Write out the entries below as a numbered list, omitting blank lines and leaving out the pictures.

## Material:
++++++++++++++++++++

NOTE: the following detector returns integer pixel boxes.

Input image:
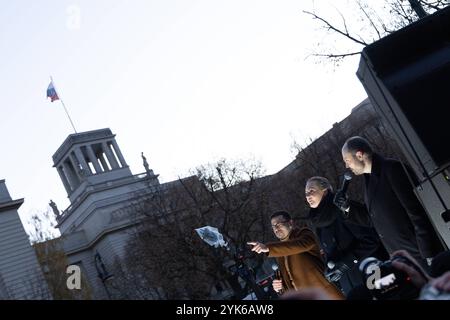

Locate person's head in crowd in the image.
[270,211,294,240]
[305,176,333,208]
[342,136,373,175]
[430,250,450,278]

++++++++++++++++++++

## Answer to this problem:
1. NOTE: the following detector returns integer pixel boxes.
2. Input image:
3. Locate person's head in crowd in the image.
4. [270,211,294,240]
5. [305,176,333,208]
6. [342,136,373,175]
7. [430,250,450,278]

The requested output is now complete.